-- BEGIN Records for the exercise --

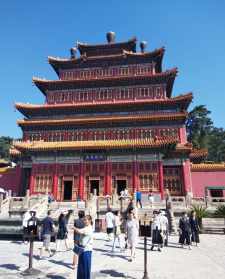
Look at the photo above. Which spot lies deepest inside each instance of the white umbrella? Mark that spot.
(2, 191)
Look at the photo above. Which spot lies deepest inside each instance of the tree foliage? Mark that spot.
(202, 134)
(199, 126)
(5, 143)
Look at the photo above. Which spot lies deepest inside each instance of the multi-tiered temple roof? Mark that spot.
(130, 90)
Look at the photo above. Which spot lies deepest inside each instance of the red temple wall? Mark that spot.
(183, 135)
(105, 134)
(11, 180)
(88, 73)
(107, 94)
(201, 179)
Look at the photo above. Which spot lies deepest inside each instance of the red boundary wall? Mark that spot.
(11, 180)
(202, 179)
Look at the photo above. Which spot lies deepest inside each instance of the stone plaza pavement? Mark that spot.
(204, 262)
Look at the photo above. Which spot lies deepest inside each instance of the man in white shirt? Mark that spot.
(109, 219)
(26, 217)
(164, 226)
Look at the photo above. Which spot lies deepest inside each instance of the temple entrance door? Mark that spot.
(68, 185)
(121, 185)
(94, 187)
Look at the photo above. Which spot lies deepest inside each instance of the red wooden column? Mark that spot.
(32, 180)
(55, 182)
(81, 181)
(108, 178)
(135, 176)
(161, 187)
(186, 170)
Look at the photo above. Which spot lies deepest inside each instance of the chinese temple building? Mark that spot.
(108, 123)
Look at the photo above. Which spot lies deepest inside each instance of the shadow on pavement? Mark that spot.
(116, 256)
(34, 256)
(55, 276)
(17, 242)
(68, 265)
(114, 273)
(9, 266)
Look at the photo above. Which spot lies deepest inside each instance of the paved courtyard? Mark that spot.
(204, 262)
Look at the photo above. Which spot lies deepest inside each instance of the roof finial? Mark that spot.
(73, 51)
(110, 37)
(143, 45)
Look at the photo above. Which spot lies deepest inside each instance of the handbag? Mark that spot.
(78, 250)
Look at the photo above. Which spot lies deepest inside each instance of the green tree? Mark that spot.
(5, 143)
(199, 126)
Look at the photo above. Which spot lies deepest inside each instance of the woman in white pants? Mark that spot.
(132, 232)
(117, 231)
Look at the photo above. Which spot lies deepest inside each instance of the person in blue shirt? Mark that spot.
(47, 230)
(138, 199)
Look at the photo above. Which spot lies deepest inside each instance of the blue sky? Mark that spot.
(193, 33)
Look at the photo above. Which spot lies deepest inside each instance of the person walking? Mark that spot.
(47, 231)
(151, 199)
(117, 231)
(156, 232)
(132, 233)
(185, 231)
(194, 228)
(109, 219)
(62, 232)
(79, 224)
(164, 225)
(26, 217)
(85, 246)
(138, 199)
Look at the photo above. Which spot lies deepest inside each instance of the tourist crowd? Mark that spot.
(122, 230)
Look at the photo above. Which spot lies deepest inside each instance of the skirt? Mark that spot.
(84, 265)
(195, 237)
(157, 237)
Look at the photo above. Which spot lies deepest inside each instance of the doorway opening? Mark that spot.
(94, 187)
(121, 185)
(68, 185)
(216, 193)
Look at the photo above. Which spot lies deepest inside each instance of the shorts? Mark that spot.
(109, 230)
(46, 240)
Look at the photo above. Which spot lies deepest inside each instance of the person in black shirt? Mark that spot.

-- END Records for the exercise --

**To be done:**
Please copy out the records from the line with "pants? Mark that spot." up to and including the last line of the records, requests included, and shift every answer point by adding 21 to each of its coordinates.

**Final result:**
Look at the photo above. Which spot lies deepest inside each instance of the woman in white pants? Mark that spot.
(153, 253)
(138, 252)
Look at the photo above. Which spot lies deepest inside each instance of the person in blue shirt? Mark that spot.
(68, 251)
(159, 220)
Look at the photo above. Which spot lies deepest inside each instance of the blue sky? Mark that spot.
(214, 54)
Look at the photo above. Which spot lies deepest inside each instance of the person walking? Mark that spot.
(68, 252)
(172, 220)
(138, 252)
(177, 253)
(153, 254)
(206, 252)
(215, 249)
(130, 240)
(83, 253)
(100, 245)
(185, 246)
(47, 238)
(106, 267)
(159, 220)
Look at the photo above. Which spot lies deepest inside each instance of the tourist crowd? Mark that spot.
(143, 251)
Look at the photo above. Which spot lies deepest inside each instance of the skirt? Mark that spot.
(105, 286)
(216, 258)
(178, 258)
Look at the photo above. Which spot lies deepest inside each instance of the doorway opening? Mark that spot.
(115, 208)
(142, 206)
(89, 206)
(237, 214)
Look at the photo above. Which spot lies deepest inside each instance of the shorts? Mark that spot.
(130, 251)
(67, 261)
Look at the photo above. Which spot lies deepest inside each instance of the person in black shirt? Mark that spot.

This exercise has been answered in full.